**Task statement:** Among the entries below, count the lines holding the string "each". Respond with the number alone.

——————————

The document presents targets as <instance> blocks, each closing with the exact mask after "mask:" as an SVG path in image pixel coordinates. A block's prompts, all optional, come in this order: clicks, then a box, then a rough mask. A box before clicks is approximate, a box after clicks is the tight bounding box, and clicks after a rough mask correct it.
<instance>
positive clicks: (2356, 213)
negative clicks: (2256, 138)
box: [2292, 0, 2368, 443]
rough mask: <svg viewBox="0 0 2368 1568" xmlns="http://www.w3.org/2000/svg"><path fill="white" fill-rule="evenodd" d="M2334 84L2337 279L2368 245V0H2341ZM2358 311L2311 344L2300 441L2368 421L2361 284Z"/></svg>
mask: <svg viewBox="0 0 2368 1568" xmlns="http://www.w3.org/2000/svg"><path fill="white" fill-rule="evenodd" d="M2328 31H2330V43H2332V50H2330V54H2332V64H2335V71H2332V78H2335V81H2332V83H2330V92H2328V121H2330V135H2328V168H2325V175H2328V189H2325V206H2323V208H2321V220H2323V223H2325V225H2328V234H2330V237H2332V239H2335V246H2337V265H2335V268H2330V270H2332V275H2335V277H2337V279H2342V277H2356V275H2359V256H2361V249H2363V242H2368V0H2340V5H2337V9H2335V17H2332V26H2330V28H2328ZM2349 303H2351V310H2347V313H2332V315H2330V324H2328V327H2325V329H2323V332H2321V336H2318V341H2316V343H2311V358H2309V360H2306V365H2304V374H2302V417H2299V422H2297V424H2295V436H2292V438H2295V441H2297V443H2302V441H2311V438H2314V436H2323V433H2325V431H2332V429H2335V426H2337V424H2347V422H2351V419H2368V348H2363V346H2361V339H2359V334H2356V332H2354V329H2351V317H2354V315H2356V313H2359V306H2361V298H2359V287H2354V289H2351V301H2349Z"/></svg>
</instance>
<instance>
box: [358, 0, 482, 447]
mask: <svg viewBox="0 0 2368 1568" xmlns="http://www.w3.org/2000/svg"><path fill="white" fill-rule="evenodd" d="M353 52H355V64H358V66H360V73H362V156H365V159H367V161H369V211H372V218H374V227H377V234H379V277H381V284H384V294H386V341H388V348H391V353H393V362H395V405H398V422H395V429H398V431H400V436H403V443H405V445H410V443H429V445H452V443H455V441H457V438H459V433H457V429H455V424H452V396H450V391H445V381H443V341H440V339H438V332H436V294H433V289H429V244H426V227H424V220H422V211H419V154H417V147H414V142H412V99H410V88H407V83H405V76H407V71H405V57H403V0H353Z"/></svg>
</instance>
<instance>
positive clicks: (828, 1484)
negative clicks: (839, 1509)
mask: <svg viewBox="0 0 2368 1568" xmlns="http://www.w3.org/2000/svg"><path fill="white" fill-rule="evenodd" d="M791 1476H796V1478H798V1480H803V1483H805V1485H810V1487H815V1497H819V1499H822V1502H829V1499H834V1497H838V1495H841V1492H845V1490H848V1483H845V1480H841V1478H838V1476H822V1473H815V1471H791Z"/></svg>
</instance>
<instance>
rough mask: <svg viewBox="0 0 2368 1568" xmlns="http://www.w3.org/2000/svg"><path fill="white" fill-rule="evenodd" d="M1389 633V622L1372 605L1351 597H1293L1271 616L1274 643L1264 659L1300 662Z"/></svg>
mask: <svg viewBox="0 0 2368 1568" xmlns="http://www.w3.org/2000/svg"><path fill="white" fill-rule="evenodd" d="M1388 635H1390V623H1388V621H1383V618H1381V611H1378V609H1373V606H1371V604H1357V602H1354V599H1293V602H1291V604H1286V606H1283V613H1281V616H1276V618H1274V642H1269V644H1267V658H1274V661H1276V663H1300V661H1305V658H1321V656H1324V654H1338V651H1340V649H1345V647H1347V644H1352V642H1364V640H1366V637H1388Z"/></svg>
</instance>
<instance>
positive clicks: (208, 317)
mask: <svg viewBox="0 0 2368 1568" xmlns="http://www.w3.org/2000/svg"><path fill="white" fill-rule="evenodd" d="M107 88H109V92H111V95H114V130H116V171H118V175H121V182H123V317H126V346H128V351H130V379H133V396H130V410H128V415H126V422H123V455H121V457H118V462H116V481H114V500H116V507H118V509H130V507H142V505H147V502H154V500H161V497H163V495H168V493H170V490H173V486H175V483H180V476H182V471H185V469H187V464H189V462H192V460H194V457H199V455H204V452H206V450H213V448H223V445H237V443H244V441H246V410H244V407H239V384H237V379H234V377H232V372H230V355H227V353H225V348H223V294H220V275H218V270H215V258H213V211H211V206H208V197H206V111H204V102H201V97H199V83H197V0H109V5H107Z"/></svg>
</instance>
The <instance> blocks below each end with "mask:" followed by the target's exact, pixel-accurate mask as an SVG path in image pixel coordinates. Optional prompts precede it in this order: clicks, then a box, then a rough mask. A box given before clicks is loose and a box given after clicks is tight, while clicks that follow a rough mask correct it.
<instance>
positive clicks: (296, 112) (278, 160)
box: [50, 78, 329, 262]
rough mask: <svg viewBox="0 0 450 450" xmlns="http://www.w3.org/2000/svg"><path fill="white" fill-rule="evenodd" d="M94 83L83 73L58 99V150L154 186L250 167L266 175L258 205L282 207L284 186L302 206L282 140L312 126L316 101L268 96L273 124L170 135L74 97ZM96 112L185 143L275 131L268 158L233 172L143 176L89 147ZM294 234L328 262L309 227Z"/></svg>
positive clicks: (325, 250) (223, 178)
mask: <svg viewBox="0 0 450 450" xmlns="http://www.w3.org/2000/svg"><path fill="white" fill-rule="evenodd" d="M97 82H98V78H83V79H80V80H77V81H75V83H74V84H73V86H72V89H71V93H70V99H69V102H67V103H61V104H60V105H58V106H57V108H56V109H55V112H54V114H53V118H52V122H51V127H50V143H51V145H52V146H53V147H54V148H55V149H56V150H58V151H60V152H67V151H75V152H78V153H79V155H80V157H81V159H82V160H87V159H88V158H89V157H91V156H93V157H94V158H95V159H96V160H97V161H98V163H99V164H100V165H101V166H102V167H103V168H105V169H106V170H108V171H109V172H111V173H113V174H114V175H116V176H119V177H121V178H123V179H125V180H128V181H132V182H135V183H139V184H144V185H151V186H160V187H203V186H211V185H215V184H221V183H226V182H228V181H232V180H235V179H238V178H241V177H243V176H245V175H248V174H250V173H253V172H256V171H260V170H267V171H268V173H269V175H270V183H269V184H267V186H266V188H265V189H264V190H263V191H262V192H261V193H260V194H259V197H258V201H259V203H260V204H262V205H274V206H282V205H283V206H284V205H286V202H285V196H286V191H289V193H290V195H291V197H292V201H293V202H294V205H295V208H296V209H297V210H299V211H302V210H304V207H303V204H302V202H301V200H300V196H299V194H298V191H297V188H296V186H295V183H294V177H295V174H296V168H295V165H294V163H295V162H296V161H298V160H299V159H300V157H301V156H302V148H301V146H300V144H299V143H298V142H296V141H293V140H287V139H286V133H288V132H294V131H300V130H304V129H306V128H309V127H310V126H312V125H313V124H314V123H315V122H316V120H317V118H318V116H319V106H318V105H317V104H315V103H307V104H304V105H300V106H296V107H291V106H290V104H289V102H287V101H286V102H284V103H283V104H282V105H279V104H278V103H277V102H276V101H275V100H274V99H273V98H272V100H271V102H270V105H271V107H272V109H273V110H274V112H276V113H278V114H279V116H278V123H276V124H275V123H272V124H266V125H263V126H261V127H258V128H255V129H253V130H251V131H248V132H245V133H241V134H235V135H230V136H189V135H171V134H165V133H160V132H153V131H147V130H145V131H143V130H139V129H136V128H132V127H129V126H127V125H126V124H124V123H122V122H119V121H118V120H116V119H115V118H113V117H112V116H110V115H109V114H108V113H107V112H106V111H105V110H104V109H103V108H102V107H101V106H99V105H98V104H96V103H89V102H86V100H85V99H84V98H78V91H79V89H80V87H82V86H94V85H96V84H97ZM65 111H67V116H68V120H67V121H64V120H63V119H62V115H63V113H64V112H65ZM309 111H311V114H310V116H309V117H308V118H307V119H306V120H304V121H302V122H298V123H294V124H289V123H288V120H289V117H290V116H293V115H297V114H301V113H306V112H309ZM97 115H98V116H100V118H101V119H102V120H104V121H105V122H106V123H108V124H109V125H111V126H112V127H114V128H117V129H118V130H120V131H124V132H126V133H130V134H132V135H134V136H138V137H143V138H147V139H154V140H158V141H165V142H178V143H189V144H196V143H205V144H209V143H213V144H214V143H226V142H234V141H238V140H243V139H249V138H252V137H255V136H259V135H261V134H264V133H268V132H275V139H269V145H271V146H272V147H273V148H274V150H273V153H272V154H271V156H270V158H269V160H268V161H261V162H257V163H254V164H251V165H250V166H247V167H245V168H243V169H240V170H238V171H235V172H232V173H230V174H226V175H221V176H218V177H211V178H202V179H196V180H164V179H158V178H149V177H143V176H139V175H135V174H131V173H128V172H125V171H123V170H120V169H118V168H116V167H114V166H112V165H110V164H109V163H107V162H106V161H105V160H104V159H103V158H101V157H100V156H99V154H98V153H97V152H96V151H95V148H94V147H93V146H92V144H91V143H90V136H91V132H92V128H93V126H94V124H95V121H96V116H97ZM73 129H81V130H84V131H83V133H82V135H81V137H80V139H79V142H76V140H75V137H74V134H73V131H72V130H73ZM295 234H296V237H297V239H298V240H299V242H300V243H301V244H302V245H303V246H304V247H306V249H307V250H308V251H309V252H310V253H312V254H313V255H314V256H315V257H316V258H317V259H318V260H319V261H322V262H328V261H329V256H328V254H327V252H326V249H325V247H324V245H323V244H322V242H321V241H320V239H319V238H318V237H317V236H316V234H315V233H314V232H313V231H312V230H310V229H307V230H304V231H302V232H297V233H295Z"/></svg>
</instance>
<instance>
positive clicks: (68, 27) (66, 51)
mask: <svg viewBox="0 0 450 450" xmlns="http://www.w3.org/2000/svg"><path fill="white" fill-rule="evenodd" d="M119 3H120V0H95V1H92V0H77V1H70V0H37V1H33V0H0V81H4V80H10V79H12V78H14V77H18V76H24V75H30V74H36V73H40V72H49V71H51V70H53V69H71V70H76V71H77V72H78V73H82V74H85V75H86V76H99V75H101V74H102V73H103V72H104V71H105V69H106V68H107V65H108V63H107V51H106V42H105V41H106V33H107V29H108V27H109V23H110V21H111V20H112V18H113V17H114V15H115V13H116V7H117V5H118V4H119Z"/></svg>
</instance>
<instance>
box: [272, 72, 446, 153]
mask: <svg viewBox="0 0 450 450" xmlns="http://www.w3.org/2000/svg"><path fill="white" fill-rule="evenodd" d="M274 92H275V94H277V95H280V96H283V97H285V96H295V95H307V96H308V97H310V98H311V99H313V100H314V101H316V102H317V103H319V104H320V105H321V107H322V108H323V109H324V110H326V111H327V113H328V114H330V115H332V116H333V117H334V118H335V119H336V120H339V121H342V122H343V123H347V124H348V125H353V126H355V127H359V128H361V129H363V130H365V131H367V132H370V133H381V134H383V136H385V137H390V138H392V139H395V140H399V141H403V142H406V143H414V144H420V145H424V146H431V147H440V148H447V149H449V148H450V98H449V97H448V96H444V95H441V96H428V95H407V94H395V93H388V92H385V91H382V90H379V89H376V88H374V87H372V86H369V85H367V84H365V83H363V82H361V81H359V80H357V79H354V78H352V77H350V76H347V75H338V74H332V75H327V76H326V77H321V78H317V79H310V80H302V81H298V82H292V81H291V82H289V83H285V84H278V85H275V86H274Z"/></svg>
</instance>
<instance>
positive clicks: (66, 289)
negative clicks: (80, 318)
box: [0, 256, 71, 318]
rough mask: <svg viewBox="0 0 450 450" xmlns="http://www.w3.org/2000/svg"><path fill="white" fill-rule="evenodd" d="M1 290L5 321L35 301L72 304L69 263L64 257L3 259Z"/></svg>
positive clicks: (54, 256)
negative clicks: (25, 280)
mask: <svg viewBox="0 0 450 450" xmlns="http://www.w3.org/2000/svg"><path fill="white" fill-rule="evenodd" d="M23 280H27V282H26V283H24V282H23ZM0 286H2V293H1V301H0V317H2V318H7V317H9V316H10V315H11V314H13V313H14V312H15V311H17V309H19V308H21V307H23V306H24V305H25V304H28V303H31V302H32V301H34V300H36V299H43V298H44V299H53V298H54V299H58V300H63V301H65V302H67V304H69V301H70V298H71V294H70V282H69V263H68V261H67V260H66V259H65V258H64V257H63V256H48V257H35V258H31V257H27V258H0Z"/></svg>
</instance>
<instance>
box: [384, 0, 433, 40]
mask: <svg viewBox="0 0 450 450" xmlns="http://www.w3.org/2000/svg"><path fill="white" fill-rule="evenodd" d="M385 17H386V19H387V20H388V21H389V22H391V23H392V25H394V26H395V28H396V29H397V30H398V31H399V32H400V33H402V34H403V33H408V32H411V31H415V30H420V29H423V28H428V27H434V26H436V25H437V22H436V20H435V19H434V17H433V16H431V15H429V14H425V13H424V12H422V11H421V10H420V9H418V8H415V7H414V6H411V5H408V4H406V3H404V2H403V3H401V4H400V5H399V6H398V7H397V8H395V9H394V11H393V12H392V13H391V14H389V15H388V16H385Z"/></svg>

——————————

**Solution for this problem:** 2